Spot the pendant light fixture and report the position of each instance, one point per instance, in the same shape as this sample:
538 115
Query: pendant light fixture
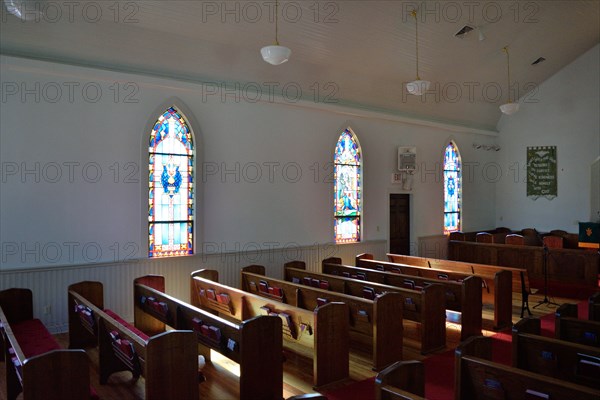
510 107
276 54
418 86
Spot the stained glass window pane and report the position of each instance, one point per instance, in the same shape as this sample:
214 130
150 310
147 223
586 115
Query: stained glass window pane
452 188
171 184
347 230
347 188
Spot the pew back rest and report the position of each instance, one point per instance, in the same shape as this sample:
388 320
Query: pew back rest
376 323
49 375
482 270
478 378
322 335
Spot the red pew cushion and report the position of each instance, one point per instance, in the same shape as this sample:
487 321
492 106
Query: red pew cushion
34 338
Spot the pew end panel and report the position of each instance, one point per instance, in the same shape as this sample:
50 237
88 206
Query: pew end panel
388 330
294 264
151 324
433 318
478 378
503 300
332 341
332 260
92 292
594 307
300 329
156 282
559 359
57 375
108 362
361 256
205 294
170 372
401 380
255 344
210 274
471 306
261 364
255 269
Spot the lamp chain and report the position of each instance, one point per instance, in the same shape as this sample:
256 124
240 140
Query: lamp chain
414 14
508 69
276 24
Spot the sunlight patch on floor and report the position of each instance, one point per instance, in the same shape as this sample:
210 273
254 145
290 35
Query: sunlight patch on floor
225 362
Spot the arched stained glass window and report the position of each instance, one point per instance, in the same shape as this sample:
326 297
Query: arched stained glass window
452 188
171 187
347 185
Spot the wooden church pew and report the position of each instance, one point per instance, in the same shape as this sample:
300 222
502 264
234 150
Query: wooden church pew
255 344
321 335
423 305
560 359
403 380
35 364
374 324
569 327
460 297
519 277
167 360
496 285
478 378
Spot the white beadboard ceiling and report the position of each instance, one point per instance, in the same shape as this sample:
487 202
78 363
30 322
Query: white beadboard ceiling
359 53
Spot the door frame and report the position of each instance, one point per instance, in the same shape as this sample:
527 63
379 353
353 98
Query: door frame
413 246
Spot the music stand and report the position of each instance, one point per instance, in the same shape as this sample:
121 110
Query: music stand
545 268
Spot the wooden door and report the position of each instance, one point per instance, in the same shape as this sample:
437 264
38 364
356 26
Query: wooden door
399 224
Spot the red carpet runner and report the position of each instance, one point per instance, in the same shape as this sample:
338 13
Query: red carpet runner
439 368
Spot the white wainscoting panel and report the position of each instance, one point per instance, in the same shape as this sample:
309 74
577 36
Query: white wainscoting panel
49 285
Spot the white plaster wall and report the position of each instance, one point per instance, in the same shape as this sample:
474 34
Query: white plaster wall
66 213
565 115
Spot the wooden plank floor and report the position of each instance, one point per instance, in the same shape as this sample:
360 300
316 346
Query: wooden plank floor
221 379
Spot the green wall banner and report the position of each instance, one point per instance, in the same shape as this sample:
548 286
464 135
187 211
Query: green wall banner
541 172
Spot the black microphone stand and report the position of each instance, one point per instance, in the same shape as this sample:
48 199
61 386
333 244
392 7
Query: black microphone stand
545 267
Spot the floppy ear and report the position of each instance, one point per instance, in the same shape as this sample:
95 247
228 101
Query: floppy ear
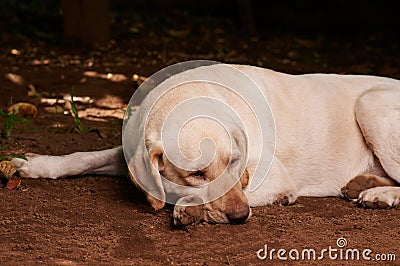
244 179
144 170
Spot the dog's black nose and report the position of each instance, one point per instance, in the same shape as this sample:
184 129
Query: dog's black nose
238 216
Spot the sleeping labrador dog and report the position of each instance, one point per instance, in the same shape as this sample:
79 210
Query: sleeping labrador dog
313 135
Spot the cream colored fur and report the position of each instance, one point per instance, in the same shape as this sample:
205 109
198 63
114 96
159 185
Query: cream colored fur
328 128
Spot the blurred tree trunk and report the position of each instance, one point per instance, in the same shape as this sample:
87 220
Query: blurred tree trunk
86 20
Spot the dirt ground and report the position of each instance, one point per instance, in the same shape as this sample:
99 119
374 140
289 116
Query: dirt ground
105 220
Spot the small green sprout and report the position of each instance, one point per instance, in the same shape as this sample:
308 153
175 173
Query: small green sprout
79 126
10 121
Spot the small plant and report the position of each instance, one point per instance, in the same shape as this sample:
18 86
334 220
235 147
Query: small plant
10 121
7 157
79 126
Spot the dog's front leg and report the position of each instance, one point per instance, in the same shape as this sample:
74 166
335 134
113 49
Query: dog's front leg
105 162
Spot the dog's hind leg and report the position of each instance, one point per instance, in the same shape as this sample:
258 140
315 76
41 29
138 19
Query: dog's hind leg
105 162
378 115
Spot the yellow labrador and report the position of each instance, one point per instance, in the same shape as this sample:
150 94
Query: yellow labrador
333 135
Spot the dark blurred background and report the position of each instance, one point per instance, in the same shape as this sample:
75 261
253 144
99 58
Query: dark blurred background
145 35
43 19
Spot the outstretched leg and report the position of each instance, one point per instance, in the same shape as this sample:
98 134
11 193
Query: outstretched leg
105 162
378 115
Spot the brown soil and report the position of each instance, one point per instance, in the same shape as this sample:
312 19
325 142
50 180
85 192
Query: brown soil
99 219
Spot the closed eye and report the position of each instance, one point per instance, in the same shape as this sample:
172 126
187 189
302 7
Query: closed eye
198 174
196 178
234 161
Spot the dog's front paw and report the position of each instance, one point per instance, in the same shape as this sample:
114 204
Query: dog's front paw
188 210
358 184
380 197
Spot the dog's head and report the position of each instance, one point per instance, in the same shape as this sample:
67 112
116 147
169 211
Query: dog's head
227 150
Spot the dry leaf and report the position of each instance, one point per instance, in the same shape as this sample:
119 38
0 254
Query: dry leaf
7 169
14 78
24 109
13 184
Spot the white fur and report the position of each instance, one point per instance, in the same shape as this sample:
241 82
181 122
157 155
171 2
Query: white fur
319 144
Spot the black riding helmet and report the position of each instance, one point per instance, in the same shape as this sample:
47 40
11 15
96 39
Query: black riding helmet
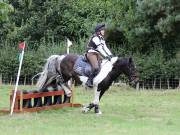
99 27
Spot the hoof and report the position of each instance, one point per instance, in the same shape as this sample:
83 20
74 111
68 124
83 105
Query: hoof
85 109
99 113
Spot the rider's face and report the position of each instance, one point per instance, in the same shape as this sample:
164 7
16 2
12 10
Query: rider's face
102 32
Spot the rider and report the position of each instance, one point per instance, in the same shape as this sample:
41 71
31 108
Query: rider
96 49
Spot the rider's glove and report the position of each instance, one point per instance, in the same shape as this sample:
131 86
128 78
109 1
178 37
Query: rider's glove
108 57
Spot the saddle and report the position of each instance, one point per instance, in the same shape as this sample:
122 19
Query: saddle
82 66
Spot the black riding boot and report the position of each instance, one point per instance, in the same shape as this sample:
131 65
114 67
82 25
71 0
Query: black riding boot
89 82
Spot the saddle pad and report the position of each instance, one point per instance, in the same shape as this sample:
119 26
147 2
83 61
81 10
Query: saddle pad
82 67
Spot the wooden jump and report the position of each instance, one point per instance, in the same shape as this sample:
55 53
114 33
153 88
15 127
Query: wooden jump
27 101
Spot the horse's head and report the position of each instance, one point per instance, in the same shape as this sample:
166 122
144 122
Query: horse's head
128 67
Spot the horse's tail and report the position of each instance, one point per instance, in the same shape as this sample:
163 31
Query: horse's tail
48 68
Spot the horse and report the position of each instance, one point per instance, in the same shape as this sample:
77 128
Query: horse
62 68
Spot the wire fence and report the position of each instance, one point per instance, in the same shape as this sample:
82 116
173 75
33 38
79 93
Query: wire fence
150 83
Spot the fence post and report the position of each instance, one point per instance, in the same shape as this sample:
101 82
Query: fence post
154 85
168 82
25 80
160 84
137 86
0 79
179 84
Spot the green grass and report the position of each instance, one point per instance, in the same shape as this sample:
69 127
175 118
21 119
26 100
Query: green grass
125 111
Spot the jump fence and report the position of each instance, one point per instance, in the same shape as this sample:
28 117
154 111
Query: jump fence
159 82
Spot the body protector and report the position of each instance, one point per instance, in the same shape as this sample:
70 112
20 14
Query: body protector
97 44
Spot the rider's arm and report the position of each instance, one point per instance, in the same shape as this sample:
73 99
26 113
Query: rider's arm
102 48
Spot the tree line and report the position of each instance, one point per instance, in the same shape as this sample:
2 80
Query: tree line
148 30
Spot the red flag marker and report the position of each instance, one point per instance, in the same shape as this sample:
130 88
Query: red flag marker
22 45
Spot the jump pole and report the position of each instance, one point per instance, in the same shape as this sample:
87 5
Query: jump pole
21 46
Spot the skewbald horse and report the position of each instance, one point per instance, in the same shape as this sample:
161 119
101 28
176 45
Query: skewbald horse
61 68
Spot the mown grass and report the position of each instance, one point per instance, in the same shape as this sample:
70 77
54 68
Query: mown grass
125 111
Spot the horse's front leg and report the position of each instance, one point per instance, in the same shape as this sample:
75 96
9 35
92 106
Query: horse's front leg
95 103
96 100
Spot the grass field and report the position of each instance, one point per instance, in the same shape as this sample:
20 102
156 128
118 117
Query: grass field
125 111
═══
Reproduce verbatim the stretch of the data from the line containing "Spot the horse's front" through the end of the data.

## Written answer:
Spot the horse's front leg and report the position of each instance, one point per instance, in the same shape as this sample:
75 96
9 35
92 106
Query: horse's front leg
95 103
96 100
Spot the grass field and report the position of each instance, one point per instance, in the same shape as this sample:
20 102
156 128
118 117
Query: grass field
125 111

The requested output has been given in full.